Task objective - Without changing anything, set down every line shown below.

Data to examine -
________

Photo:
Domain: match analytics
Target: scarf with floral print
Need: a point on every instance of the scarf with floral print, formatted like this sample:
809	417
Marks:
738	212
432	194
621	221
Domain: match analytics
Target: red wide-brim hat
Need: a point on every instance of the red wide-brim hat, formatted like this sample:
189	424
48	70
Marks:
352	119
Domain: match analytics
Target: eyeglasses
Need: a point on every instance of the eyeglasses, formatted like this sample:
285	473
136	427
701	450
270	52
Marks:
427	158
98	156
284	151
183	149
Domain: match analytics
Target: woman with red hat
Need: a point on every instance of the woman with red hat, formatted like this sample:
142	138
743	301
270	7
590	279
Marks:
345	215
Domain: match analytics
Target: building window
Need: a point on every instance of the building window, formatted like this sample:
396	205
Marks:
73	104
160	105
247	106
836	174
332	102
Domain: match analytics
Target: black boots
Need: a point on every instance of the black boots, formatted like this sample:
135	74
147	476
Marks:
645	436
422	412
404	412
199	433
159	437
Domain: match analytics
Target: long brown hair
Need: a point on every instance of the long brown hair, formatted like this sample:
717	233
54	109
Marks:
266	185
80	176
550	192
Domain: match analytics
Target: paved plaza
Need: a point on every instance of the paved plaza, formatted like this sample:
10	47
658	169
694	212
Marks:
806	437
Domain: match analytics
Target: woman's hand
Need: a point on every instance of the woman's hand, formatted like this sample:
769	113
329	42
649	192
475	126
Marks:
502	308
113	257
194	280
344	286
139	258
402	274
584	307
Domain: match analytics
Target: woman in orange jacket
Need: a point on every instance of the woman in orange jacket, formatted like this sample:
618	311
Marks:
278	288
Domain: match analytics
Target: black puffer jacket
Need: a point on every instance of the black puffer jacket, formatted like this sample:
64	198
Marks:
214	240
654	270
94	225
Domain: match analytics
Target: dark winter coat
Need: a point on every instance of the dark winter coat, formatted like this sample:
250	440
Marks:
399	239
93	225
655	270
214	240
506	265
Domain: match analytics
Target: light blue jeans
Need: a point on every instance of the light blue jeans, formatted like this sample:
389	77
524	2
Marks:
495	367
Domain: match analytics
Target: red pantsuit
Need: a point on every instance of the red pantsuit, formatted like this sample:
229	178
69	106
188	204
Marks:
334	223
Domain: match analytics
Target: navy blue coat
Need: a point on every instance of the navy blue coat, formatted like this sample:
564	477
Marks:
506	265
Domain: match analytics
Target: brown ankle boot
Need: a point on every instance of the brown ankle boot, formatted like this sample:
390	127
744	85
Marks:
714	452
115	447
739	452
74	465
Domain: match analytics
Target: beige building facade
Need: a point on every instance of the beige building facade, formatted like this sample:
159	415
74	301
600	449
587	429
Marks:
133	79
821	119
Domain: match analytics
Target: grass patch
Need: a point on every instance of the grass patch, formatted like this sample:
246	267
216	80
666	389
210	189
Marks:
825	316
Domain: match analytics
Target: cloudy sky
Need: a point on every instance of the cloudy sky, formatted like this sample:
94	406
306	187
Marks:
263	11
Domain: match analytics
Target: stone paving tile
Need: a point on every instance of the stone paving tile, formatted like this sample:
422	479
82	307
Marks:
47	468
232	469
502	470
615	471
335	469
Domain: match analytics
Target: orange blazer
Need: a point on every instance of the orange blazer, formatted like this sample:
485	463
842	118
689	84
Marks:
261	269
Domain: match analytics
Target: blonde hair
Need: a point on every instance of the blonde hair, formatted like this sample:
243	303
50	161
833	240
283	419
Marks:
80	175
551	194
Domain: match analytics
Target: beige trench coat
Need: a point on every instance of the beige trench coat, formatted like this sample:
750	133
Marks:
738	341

________

Answer to this problem -
Photo:
Domain: match analytics
Target: scarf with floral print
Need: a point on every instance of the scarf with floral print, formatted like this sample:
809	417
Marks:
738	212
432	194
621	221
Domain: match analytics
Target: red wide-brim hat
Need: a point on every instance of the red wide-brim hat, formatted like this sample:
189	424
48	70
Marks:
352	119
Domain: match analytics
Target: eyeglasses
Need: a point on every instance of the eyeglasses, formatted like this sample:
285	473
136	427
701	450
270	52
Marks:
427	158
98	156
284	151
183	149
Domain: match analytics
Target: woman with red hat
Need: a point on every instance of the woman with red hat, formatted like this sample:
142	138
743	301
270	7
590	279
Marks:
345	215
Domain: match analytics
Target: building window
Need: a point on every instance of the building window, formatted like this sample:
396	205
Marks:
73	104
160	105
247	106
836	174
332	102
Domain: match analytics
Target: black boots
Need: a point on every instance of the black boots, formatted like this sample:
135	74
147	476
Marks:
645	436
422	412
404	412
199	433
159	437
Domain: match analytics
Target: long brown hair
Need: a point on every instance of the long brown hair, formatted like this sample:
717	233
54	109
Marks:
266	185
80	176
550	192
Domain: match analytics
Target: paved plaza
Need: a point on every instance of the paved plaza, formatted like this sample:
10	47
658	169
694	212
Marks:
806	437
Domain: match analytics
Target: woman's hand
Need: a point on every instance of the woman's hand, formatted like this sample:
769	113
329	42
649	192
475	126
Marks:
502	308
113	257
194	280
344	286
139	258
402	274
584	307
Domain: match analytics
Target: woman in orange jacket
Need: a point on every instance of the woman in orange jacket, formatted like this sample:
618	311
Marks:
278	288
Domain: match analytics
Target: black puffer jacket
Need: a point on every instance of the black puffer jacket, formatted like this sample:
64	198
Marks:
214	240
654	270
94	225
Domain: match analytics
Target: dark winter coat
Need: a point on every instance of the dark winter coat, formatted like this sample:
250	440
Marks:
399	239
93	225
655	270
214	240
506	265
Domain: match analytics
Target: light blue jeans
Need: a point on every instance of the light blue jeans, formatted like this sample:
389	77
524	2
Marks:
495	367
Domain: match analytics
Target: red pantsuit
Need: a point on every instance of the red pantsuit, formatted like this sample:
229	178
69	106
188	204
Marks:
334	223
Domain: match analytics
Target: navy blue coat
Need: a point on every instance of the navy blue coat, formatted like this sample:
564	477
Marks:
506	265
Domain: match analytics
Target: brown ankle boot
Need: a point on every instance of the brown ankle boot, formatted like this sample:
390	127
744	85
Marks:
714	452
115	447
739	452
74	465
Domain: match analytics
Target: beige building facade
Need: a point on every instance of the beige building facade, formatted like this sample:
159	415
74	301
600	449
587	429
Marks:
133	79
821	119
Domain: match analytics
Target: grass patch
Need: a point on every instance of the grass patch, formatted like this sample:
246	267
216	80
666	389
210	189
Marks:
825	316
Domain: match analytics
Target: cloudy sky
Need: a point on every instance of the cloudy sky, formatted like this sample:
94	406
306	187
Marks:
263	11
Domain: match analytics
Target: stone paving tile
Need: a point on every instance of the stone paving tile, formatted like this sample:
422	479
82	307
Marks:
47	468
232	469
502	470
615	471
335	469
Domain: match analytics
Target: orange blazer
Need: a point on every instance of the orange blazer, formatted like this sample:
485	463
842	118
689	84
Marks:
261	269
Domain: match analytics
Target: blonde hair
Need: a point on every instance of the blonde hair, formatted like this sample:
243	303
50	161
833	240
283	419
Marks:
80	175
551	194
Domain: match analytics
Target: beige trench coat
Need: a point on every instance of the beige trench coat, formatted like this sample:
750	133
Marks:
738	341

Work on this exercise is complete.